• PASSAGE SHOWN:
■ ■ ■ ■

The beating death of Frank Valdes, a death-row inmate at Florida State Prison, allegedly at the hands of the men who were there to guard him, raises deeply troubling questions about the state's continued tolerance of brutality at its prisons. Why is it that we can't seem to keep sadists and brutes out of state uniforms? And why is the grievance procedure at state correctional facilities, the one internal mechanism an inmate has to alert prison management to problems of excessive force, so unresponsive to legitimate complaints? As Times staff writer Adam Smith vividly described in a recent story detailing the state's case against eight corrections officers indicted in Valdes' death, Valdes died a much more painful death than he would have faced from lethal injection -- his sentence for the murder of a corrections officer. On Friday, the trial begins for five of those guards who allegedly broke Valdes' body and punched and kicked his face so brutally that he was barely recognizable. According to fellow prisoners on X-wing, Valdes was left in his cell for hours after the final assault, groaning in pain and gasping for breath. Medical personnel were not summoned until Valdes was dead. It's hard to explain away a corpse, but the corrections officers tried, claiming, as a group, that Valdes' injuries were self-inflicted -- that he launched himself from his bunk, head-first. The story unraveled, however, when the medical examiner found Valdes had suffered 22 broken ribs and a smashed face and had a boot print on his torso, not the kinds of injuries that are self-inflicted. Whether these men are ultimately convicted is less important than how the prison system deals with its serious staffing and systems problems.

■ ■ ■ ■

• RECORD EXTRACTS:
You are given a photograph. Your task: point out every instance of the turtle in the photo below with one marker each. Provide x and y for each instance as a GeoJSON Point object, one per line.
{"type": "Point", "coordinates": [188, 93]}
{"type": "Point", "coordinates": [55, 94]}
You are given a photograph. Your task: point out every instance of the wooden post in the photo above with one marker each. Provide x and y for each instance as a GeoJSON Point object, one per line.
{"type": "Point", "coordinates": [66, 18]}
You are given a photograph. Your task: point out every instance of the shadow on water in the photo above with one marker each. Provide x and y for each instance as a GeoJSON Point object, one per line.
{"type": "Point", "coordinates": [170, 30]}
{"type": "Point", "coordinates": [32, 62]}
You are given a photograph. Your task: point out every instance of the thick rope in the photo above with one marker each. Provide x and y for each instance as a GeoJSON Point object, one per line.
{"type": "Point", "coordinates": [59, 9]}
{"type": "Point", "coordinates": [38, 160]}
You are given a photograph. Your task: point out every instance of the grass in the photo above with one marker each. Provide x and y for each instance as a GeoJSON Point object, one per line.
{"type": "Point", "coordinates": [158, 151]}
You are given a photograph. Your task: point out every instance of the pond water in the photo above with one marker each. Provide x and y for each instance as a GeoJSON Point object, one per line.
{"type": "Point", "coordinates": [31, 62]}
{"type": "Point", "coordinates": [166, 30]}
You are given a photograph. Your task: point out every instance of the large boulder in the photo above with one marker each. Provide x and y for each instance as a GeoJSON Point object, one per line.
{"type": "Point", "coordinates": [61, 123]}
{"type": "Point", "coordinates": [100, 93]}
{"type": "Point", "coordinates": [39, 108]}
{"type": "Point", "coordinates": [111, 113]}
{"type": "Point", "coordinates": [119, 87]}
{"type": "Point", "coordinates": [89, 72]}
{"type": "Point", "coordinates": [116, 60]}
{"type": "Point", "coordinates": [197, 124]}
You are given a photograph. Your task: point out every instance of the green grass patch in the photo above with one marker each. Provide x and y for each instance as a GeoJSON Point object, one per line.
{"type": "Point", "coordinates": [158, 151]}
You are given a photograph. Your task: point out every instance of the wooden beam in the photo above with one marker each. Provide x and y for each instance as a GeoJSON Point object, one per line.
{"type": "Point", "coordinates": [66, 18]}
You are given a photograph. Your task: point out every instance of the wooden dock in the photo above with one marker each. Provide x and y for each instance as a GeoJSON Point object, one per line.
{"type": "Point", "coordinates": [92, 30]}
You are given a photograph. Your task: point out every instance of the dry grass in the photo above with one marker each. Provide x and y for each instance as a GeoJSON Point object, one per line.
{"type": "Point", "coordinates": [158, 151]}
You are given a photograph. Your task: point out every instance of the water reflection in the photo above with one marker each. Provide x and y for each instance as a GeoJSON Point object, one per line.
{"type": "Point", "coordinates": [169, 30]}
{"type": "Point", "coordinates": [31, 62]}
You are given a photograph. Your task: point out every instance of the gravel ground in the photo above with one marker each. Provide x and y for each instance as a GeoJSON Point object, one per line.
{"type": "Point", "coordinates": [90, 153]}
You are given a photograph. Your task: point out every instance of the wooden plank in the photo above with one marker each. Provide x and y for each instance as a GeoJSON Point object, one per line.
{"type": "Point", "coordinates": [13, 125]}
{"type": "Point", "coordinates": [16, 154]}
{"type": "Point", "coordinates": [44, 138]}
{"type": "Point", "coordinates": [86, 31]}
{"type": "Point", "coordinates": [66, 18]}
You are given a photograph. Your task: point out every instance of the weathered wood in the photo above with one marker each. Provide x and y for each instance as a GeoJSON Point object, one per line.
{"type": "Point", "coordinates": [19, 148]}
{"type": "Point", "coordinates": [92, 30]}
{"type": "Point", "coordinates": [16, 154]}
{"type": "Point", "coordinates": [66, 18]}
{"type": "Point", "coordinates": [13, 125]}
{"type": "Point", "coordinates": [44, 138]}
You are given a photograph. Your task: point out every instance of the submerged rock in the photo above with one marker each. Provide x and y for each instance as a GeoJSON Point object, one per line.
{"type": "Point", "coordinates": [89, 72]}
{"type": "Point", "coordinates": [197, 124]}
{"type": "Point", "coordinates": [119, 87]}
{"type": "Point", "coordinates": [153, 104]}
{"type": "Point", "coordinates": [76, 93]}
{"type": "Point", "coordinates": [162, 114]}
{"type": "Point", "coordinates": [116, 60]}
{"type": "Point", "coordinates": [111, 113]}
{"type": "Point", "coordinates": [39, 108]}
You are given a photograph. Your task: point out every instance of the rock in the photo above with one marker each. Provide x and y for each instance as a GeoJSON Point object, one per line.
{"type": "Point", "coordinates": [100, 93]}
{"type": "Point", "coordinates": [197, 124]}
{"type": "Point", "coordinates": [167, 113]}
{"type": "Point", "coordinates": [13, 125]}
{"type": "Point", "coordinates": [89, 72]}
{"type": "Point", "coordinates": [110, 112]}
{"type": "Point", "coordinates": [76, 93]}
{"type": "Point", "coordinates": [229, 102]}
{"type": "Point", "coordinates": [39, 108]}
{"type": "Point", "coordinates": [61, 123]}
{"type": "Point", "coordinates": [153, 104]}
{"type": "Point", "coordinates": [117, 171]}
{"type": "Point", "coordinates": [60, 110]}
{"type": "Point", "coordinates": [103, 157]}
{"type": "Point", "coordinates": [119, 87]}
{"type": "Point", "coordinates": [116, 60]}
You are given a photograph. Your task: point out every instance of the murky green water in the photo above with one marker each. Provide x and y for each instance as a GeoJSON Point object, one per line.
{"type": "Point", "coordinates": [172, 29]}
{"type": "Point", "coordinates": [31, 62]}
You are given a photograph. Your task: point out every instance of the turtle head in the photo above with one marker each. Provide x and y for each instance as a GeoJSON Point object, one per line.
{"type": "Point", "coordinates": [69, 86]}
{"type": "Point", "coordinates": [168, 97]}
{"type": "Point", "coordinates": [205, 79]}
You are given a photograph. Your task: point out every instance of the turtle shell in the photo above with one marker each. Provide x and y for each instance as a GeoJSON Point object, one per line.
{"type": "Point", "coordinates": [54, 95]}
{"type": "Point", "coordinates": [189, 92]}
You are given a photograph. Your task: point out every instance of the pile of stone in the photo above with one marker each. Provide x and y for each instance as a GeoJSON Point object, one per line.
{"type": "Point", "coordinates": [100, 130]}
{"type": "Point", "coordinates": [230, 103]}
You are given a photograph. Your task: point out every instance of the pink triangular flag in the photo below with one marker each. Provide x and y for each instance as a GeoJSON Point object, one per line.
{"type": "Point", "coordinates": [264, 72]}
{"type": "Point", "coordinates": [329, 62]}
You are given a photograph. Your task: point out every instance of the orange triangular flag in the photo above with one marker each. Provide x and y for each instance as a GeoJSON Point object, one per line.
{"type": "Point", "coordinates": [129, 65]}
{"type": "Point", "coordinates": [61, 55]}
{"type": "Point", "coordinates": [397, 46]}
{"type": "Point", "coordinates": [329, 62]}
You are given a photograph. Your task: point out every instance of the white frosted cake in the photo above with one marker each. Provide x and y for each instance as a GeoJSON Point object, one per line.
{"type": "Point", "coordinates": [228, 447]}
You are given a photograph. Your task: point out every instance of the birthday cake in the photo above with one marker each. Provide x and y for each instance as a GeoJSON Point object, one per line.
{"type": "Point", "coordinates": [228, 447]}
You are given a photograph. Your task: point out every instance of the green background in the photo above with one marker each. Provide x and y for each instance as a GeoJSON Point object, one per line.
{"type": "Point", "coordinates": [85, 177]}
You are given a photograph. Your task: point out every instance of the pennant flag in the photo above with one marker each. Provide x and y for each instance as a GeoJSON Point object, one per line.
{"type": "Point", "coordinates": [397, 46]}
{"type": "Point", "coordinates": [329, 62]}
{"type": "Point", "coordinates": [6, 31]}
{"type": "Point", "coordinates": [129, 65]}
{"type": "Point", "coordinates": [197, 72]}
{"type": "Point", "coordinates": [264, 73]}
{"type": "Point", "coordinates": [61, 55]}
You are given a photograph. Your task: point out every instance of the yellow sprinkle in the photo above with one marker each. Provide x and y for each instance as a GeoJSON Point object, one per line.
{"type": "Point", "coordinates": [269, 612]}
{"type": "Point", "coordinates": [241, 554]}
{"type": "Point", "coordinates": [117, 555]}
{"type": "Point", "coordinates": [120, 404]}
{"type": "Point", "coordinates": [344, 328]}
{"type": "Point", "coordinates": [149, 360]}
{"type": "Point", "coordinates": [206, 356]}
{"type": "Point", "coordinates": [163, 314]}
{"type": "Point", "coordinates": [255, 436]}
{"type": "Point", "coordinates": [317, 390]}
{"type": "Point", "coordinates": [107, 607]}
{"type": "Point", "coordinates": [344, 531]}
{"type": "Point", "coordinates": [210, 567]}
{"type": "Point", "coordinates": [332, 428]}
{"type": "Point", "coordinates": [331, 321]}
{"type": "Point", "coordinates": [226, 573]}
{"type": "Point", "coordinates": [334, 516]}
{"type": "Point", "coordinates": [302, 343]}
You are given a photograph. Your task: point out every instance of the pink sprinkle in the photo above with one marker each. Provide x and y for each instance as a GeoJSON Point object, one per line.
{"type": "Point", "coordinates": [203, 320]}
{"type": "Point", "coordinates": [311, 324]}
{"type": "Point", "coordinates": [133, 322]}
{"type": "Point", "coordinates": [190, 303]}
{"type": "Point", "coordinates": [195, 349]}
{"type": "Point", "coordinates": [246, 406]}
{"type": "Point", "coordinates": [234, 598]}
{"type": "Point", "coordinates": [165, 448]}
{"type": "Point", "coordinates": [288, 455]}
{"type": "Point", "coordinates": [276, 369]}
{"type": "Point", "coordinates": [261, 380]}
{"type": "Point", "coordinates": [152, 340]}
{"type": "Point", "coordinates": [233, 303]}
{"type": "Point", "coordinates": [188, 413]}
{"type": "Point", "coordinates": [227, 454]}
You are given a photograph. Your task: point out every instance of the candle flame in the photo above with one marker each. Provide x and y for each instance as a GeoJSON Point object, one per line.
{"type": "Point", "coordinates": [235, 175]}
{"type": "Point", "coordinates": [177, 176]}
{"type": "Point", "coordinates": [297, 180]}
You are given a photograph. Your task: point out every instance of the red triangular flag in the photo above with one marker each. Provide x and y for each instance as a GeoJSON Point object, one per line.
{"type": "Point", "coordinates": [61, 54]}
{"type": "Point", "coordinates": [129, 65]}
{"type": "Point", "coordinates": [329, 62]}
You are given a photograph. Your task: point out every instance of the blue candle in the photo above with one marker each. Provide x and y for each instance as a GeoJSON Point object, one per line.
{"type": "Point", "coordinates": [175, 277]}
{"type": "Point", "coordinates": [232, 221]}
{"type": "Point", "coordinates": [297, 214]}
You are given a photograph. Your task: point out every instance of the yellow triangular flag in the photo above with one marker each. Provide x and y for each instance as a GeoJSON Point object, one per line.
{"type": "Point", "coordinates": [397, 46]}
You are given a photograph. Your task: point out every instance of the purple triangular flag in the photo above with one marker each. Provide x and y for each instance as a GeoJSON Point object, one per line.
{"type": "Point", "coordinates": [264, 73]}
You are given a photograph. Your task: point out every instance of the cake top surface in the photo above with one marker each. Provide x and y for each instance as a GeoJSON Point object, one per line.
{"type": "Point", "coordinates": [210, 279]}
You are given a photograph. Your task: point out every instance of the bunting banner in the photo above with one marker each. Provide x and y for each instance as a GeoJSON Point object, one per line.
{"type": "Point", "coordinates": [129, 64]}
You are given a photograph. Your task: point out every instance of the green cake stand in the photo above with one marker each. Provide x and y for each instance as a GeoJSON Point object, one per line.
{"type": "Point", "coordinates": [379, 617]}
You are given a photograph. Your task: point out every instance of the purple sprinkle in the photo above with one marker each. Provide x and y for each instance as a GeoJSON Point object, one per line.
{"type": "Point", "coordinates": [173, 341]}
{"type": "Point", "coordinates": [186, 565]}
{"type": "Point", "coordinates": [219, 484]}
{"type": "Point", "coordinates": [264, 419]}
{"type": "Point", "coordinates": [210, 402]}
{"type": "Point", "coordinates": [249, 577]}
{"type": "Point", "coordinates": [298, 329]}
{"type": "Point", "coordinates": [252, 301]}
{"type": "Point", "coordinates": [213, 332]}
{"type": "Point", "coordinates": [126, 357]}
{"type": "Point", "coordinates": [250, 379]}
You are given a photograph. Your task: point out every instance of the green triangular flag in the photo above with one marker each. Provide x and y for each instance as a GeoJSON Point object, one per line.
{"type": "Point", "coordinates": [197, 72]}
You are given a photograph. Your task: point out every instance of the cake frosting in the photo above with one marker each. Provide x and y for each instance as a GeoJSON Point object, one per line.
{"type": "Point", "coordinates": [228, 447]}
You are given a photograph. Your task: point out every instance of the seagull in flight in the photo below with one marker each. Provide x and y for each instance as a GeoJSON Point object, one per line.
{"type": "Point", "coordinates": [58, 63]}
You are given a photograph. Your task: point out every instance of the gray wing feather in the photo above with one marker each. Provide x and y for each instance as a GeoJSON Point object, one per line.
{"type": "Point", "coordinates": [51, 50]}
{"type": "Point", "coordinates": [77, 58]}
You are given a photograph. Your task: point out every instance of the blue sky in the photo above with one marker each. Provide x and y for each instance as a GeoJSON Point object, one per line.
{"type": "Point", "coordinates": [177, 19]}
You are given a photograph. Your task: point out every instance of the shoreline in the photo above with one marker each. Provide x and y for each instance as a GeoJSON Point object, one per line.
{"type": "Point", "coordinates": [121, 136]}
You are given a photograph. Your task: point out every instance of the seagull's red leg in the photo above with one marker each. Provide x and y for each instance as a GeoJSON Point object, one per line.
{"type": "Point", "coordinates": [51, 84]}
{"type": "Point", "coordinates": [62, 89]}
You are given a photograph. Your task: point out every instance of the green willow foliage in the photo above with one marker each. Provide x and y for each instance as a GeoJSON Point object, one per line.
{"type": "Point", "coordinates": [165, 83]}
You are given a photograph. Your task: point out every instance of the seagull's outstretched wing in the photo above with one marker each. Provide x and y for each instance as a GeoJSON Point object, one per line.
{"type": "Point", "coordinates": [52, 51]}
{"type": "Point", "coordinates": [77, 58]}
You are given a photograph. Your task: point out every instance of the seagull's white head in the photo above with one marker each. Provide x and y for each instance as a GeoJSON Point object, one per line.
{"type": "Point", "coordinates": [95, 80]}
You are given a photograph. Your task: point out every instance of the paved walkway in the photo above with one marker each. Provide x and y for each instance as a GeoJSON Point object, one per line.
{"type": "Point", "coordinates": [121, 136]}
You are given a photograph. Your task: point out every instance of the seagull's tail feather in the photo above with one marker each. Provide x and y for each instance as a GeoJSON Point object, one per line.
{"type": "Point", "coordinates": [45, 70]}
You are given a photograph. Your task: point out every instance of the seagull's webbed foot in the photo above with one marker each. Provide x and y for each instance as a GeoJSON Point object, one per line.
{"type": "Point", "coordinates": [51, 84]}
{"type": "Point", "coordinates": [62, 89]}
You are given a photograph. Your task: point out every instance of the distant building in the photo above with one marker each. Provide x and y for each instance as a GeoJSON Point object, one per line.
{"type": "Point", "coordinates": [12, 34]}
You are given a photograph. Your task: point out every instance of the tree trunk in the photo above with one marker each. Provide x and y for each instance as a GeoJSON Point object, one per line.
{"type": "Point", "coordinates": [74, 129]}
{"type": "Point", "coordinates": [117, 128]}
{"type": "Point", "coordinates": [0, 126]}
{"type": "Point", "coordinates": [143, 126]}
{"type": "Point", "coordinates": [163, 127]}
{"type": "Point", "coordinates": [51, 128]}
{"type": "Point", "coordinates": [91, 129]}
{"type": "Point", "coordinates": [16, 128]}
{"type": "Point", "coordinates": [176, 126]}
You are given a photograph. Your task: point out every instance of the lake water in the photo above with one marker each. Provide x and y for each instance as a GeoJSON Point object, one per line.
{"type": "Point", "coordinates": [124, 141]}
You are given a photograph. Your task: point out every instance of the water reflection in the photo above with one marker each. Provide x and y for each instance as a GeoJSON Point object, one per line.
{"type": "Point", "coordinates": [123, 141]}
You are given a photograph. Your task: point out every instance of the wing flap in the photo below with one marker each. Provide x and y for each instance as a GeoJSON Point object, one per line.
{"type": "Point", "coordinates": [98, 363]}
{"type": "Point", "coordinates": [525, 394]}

■ ■ ■ ■

• DIRECTIONS:
1) What did the medical examiner find on Valdes' body, according to the Valdes passage? List every finding it names.
2) Can you sum up the Valdes passage in two sentences?

• RESPONSES TO THE EXERCISE:
1)
- 22 broken ribs
- a smashed face
- a boot print on his torso

2) Frank Valdes, a death-row inmate at Florida State Prison, was allegedly beaten to death by guards who then claimed his injuries were self-inflicted, a story undone when the medical examiner found 22 broken ribs, a smashed face and a boot print on his torso. The death raises troubling questions about the state's tolerance of prison brutality and its unresponsive grievance procedure, and how the prison system deals with its staffing and systems problems matters more than whether the guards are convicted.